Rows from a dataset

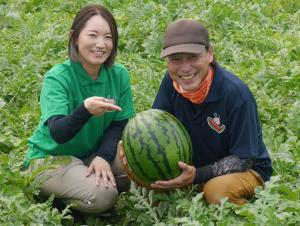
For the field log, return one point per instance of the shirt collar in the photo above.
(213, 94)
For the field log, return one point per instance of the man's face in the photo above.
(189, 69)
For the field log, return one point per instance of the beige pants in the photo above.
(69, 183)
(237, 187)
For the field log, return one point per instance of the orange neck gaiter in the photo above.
(199, 95)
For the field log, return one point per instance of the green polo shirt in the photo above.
(65, 87)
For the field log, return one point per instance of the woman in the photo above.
(85, 104)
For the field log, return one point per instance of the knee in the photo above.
(104, 198)
(216, 189)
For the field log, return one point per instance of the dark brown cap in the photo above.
(184, 36)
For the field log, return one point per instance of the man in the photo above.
(219, 113)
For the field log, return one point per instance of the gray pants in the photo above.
(69, 183)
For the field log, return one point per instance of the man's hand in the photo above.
(186, 178)
(103, 172)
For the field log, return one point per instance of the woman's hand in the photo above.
(187, 176)
(99, 105)
(102, 170)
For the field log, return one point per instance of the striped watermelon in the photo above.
(154, 141)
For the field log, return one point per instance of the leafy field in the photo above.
(258, 40)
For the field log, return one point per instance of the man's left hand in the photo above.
(186, 178)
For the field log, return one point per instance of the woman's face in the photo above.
(95, 42)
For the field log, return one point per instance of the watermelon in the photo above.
(154, 141)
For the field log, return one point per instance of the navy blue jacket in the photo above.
(226, 123)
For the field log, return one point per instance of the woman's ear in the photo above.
(210, 54)
(70, 33)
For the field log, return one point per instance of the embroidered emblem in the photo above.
(215, 123)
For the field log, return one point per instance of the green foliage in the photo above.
(258, 40)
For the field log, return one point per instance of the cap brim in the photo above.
(182, 48)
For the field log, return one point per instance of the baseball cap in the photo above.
(184, 36)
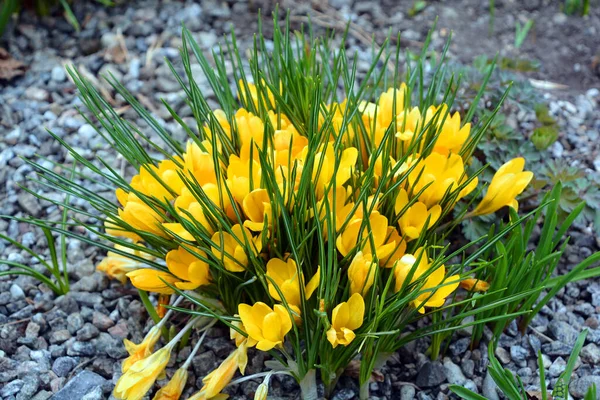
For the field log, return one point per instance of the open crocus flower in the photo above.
(153, 280)
(346, 317)
(257, 207)
(233, 248)
(285, 275)
(508, 182)
(474, 285)
(193, 271)
(173, 389)
(142, 350)
(414, 217)
(140, 377)
(361, 273)
(117, 266)
(357, 231)
(415, 266)
(267, 326)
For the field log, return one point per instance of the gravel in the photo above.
(70, 347)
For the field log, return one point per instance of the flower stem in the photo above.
(308, 385)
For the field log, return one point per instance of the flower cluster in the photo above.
(295, 232)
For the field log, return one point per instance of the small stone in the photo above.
(407, 392)
(563, 332)
(431, 374)
(557, 367)
(453, 373)
(11, 388)
(16, 292)
(579, 388)
(60, 336)
(101, 321)
(83, 383)
(503, 355)
(591, 354)
(87, 332)
(63, 365)
(488, 388)
(58, 74)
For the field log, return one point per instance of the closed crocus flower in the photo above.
(508, 182)
(361, 273)
(474, 285)
(285, 275)
(216, 381)
(346, 317)
(232, 249)
(173, 389)
(438, 174)
(117, 266)
(193, 271)
(257, 207)
(152, 280)
(267, 326)
(142, 350)
(349, 238)
(414, 217)
(140, 377)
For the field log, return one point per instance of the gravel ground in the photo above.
(69, 347)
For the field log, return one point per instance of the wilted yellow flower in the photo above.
(152, 280)
(140, 377)
(233, 248)
(508, 182)
(361, 273)
(285, 275)
(142, 350)
(451, 136)
(216, 381)
(407, 266)
(117, 266)
(257, 207)
(173, 389)
(346, 317)
(474, 285)
(268, 326)
(348, 239)
(438, 174)
(193, 271)
(414, 217)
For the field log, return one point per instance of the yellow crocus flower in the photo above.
(346, 317)
(153, 280)
(474, 285)
(142, 350)
(193, 271)
(413, 218)
(361, 273)
(199, 162)
(348, 239)
(508, 182)
(216, 380)
(267, 326)
(173, 389)
(233, 248)
(407, 265)
(140, 377)
(117, 266)
(438, 174)
(285, 276)
(257, 207)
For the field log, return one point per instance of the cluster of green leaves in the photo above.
(512, 386)
(42, 8)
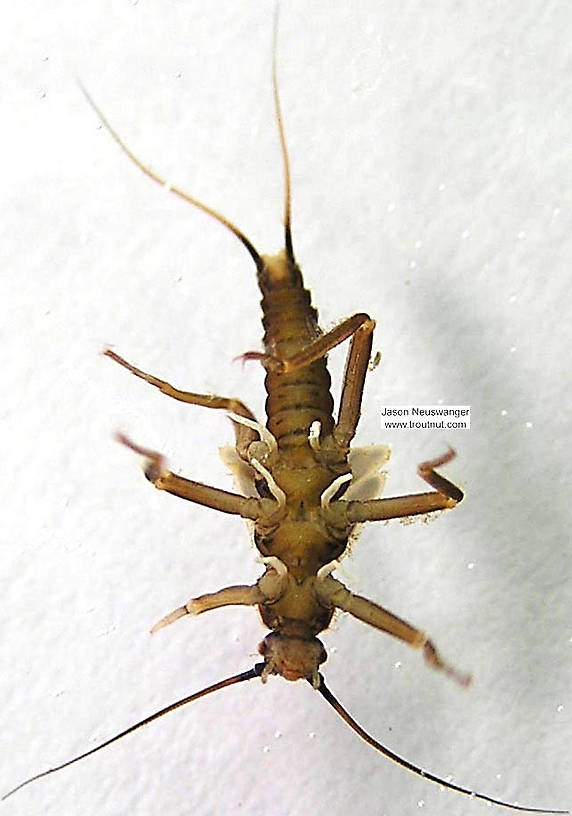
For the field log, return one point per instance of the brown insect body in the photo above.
(302, 486)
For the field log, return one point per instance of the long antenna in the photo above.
(171, 188)
(283, 147)
(229, 681)
(346, 716)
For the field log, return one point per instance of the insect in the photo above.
(280, 507)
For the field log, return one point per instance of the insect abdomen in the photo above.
(297, 398)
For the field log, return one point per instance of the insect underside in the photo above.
(302, 486)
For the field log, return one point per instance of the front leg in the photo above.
(244, 433)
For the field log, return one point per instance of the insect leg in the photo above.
(268, 589)
(322, 345)
(334, 593)
(244, 435)
(447, 496)
(229, 596)
(163, 479)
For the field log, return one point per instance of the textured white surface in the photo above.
(431, 158)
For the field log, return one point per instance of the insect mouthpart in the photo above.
(293, 658)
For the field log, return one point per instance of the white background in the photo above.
(431, 160)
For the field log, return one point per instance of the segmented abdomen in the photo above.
(295, 399)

## Goal
Pictures stay out of the copy; please restate every record above exactly.

## Written solution
For the field log, return one point per instance of the shirt collar in the photo above.
(213, 94)
For the field log, return one point per instance of the man's face in the photo above.
(189, 69)
For the field log, return one point per instance of the beige pants in the photo above.
(69, 183)
(237, 187)
For the field log, return one point per instance of the orange neck gaiter in the photo above.
(199, 95)
For the field log, return one point per instance of the green polo shirt in the photo above.
(65, 87)
For the field log, return one point per instance of the woman in the photo above.
(85, 104)
For the field log, return one point per instance of the knee in the photo above.
(104, 198)
(216, 189)
For the field log, return one point per instance of the dark brown cap in the photo above.
(184, 36)
For the field log, return one point per instance of the man in the photo above.
(219, 113)
For the field log, return one point per instance of the gray pants in the photo above.
(69, 183)
For the field log, return one point per instance of the man's hand in the photo above.
(186, 178)
(103, 172)
For the field log, return one point per instance of the woman's hand in the photo above.
(187, 176)
(99, 105)
(102, 170)
For the field log, return one point per instance of the striped watermelon in the photo above.
(154, 141)
For the field log, return one point per instance of the leafy field in the photo above.
(258, 40)
For the field log, return one point per instance of the man's left hand in the photo above.
(186, 178)
For the field log, return one point per instance of the woman's face in the photo above.
(95, 42)
For the field log, return one point per instance of the watermelon in the photo above.
(154, 141)
For the field log, return one point per instance of the navy blue jacket in the photo above.
(226, 123)
For the field log, return one point per instance of the woman's ear in the photo above.
(210, 54)
(70, 33)
For the field log, return one point per instance of the embroidered emblem in the photo above.
(215, 123)
For the field log, return one point per instance of the green foliage in the photo above.
(258, 40)
For the field log, return one point per instance of the cap brim in the photo above.
(182, 48)
For the field log, return one point per instance of the baseball cap in the photo above.
(184, 36)
For the field log, return one point per instance of the open crocus flower in the photo above.
(153, 280)
(346, 317)
(257, 207)
(233, 248)
(285, 275)
(508, 182)
(474, 285)
(193, 271)
(173, 389)
(142, 350)
(414, 217)
(140, 377)
(361, 273)
(117, 266)
(357, 231)
(415, 266)
(267, 326)
For the field log, return one point per instance of the gravel in the photo above.
(70, 347)
For the field log, return one point per instance of the flower stem in the photo above.
(308, 385)
For the field log, return one point per instance of the flower cluster in the photo above.
(295, 232)
For the field log, return one point per instance of the small stone in the photo above.
(407, 392)
(563, 332)
(431, 374)
(557, 367)
(453, 373)
(11, 388)
(16, 292)
(579, 388)
(60, 336)
(101, 321)
(83, 383)
(503, 355)
(591, 354)
(87, 332)
(63, 365)
(488, 388)
(58, 74)
For the field log, return one point per instance of the closed crocus flower in the photo above.
(508, 182)
(361, 273)
(474, 285)
(285, 275)
(216, 381)
(346, 317)
(232, 249)
(173, 389)
(438, 174)
(117, 266)
(193, 271)
(257, 207)
(152, 280)
(267, 326)
(142, 350)
(349, 238)
(414, 217)
(140, 377)
For the field log, return one point per instance of the gravel ground in the photo above.
(69, 347)
For the field log, return one point per instance of the wilted yellow flower in the photo above.
(152, 280)
(140, 377)
(233, 248)
(508, 182)
(361, 273)
(285, 275)
(142, 350)
(451, 136)
(216, 381)
(407, 266)
(117, 266)
(257, 207)
(173, 389)
(346, 317)
(474, 285)
(268, 326)
(348, 239)
(438, 174)
(193, 271)
(414, 217)
For the field log, return one point per instance of the yellow crocus flower in the photo above.
(346, 317)
(153, 280)
(474, 285)
(142, 350)
(193, 271)
(413, 218)
(361, 273)
(199, 162)
(348, 239)
(508, 182)
(216, 380)
(267, 326)
(173, 389)
(233, 248)
(407, 265)
(140, 377)
(117, 266)
(438, 174)
(285, 276)
(257, 207)
For the field log, return one point per instance of the cluster of green leaves in the photo above.
(512, 386)
(42, 8)
For the field log, return one point per instance of the brown insect body in the photo above.
(302, 486)
For the field log, return one point per instance of the long antenna in the photo above.
(171, 188)
(283, 147)
(229, 681)
(346, 716)
For the field log, return one point per instance of the insect in the photo above.
(280, 507)
For the field log, return one point per instance of the insect abdomen in the photo above.
(297, 398)
For the field log, return one point per instance of the insect underside in the photo above.
(302, 486)
For the field log, return one point per instance of the front leg in the photo above.
(244, 433)
For the field log, return one point per instance of the insect leg in the photo above.
(268, 589)
(322, 345)
(334, 593)
(244, 435)
(447, 496)
(229, 596)
(163, 479)
For the field log, return one point per instance of the textured white surface in the photo above.
(431, 158)
For the field log, return one point per instance of the insect mouthpart in the photo above.
(293, 658)
For the field log, return one point per instance of the white background in the photo above.
(431, 160)
For the field log, return one point per instance of the segmented abdomen in the photo above.
(295, 399)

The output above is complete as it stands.